▶ **Exercise set**
• a. In the robotics post, who hosts the video titled "Robots that fly ... and cooperate"?
• b. Reproduce word for word the part of the robotics post starting with "In this video, entitled" and going on through "and work flow)".

▶ **Article**
Saturday, March 23, 2013

More on robotics


TED has a feature of 8 videos on robotics, the first of which caught my eye because it's a flying utility robot that is highly agile and very small -- only a few inches in radius. (Agility and radius are inversely related exponentially, so radius (size) has a big effect on agility.. more on this later)

One by itself, or a fleet of them, might be quite helpful on any number of projects, especially construction, and especially construction in a high threat environment. One might think immediately of pipelines and buildings and bridges, but also buzzing about large antennas and denied areas like biohazard project facilities or demolition sites (after a disaster).

In this video, entitled "Robots that fly ... and cooperate", hosted by Vijay Kumar of the University of Pennsylvania, we learn a few things that seem like really unique ideas, and might even be useful in non-robotic humans in project situations:

For instance: implicit coordination; the ability to work in a team by the simply expedient of sensing co-located neighbors and sensing an object that the whole team is working on. These robots can do this; there's no explicit communication or leadership among them (self directed work and work flow)

To to accomplish such coordination, the robots operating system assumes:
  • decentralized control
  • local information only
  • agnostic to neighbors
  • adaptive on the fly
(I wonder if they took a page from the Agile Methods book?)

▶ **Data section**
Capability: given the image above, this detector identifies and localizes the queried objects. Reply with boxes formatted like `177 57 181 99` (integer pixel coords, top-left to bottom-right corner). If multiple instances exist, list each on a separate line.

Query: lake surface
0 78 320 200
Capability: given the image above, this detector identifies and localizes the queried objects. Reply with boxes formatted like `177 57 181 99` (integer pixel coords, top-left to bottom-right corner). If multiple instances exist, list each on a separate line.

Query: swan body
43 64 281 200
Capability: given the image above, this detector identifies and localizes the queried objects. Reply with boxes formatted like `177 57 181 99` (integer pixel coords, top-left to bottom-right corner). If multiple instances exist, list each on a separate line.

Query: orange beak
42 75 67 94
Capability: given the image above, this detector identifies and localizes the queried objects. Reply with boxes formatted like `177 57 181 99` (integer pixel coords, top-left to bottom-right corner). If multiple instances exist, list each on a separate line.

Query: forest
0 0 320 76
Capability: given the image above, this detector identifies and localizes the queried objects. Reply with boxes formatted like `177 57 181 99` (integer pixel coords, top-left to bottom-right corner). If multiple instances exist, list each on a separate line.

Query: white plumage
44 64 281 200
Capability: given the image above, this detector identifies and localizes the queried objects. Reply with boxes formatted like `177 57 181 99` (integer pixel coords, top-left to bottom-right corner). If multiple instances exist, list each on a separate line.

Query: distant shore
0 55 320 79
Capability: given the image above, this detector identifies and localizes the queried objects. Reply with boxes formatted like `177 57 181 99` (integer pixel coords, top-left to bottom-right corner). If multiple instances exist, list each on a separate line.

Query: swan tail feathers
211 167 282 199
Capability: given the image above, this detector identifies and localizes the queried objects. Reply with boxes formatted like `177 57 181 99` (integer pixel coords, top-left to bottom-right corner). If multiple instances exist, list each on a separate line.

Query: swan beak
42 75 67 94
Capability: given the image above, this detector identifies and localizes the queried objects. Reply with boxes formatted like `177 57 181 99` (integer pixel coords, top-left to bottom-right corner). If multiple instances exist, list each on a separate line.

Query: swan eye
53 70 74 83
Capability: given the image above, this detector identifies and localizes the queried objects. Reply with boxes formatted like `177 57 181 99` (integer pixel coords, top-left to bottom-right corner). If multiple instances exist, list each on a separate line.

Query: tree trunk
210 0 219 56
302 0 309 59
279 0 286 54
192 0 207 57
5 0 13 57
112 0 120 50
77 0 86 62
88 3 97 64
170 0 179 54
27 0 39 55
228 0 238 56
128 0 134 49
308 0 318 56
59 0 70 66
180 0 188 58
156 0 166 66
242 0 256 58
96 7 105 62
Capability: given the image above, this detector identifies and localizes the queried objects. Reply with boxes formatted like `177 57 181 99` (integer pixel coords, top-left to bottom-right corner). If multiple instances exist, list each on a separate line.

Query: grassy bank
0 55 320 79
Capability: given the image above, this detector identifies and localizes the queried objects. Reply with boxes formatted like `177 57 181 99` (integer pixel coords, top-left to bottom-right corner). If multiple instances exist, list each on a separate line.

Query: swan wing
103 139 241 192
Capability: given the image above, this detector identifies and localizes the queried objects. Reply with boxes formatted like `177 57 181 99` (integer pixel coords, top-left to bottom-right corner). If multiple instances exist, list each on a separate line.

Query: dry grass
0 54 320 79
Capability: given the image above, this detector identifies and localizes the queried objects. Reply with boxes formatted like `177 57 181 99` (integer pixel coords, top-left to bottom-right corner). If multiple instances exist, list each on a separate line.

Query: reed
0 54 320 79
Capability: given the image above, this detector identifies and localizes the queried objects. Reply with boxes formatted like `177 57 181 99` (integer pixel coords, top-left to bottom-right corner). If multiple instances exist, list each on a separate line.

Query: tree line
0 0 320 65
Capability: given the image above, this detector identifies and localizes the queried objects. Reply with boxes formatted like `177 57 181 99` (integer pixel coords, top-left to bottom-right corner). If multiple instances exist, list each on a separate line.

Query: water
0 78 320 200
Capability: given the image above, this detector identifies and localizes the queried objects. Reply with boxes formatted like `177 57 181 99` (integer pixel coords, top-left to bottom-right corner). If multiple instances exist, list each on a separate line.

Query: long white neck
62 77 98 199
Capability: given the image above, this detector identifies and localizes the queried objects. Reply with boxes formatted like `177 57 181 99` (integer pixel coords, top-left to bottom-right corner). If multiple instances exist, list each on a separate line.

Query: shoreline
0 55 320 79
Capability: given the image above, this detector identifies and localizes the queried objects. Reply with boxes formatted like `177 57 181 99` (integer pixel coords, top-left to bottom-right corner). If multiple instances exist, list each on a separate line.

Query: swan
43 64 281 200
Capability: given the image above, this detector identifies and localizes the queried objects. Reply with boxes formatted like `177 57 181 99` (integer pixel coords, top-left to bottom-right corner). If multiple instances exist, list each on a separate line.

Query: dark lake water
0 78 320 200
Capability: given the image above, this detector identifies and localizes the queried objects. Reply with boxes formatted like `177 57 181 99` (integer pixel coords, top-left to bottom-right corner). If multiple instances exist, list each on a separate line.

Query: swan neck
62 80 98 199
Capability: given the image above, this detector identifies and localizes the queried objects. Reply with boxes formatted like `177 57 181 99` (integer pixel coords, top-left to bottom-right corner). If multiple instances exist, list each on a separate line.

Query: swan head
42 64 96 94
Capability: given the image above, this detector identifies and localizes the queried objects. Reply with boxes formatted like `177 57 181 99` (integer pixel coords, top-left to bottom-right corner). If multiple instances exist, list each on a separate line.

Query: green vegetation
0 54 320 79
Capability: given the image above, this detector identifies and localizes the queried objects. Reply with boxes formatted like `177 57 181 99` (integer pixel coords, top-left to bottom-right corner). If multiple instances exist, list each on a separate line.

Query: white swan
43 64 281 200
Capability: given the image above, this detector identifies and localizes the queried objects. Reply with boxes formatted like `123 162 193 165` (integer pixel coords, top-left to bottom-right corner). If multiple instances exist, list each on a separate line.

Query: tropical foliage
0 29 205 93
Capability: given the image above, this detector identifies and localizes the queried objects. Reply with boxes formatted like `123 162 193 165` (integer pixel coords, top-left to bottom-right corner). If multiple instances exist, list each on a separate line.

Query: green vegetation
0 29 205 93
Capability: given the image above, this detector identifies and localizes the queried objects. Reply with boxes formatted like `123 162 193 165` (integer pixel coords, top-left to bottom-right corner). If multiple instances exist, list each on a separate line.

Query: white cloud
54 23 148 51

▶ **Answers by task**
• a. Vijay Kumar of the University of Pennsylvania

• b.
In this video, entitled "Robots that fly ... and cooperate", hosted by Vijay Kumar of the University of Pennsylvania, we learn a few things that seem like really unique ideas, and might even be useful in non-robotic humans in project situations:

For instance: implicit coordination; the ability to work in a team by the simply expedient of sensing co-located neighbors and sensing an object that the whole team is working on. These robots can do this; there's no explicit communication or leadership among them (self directed work and work flow)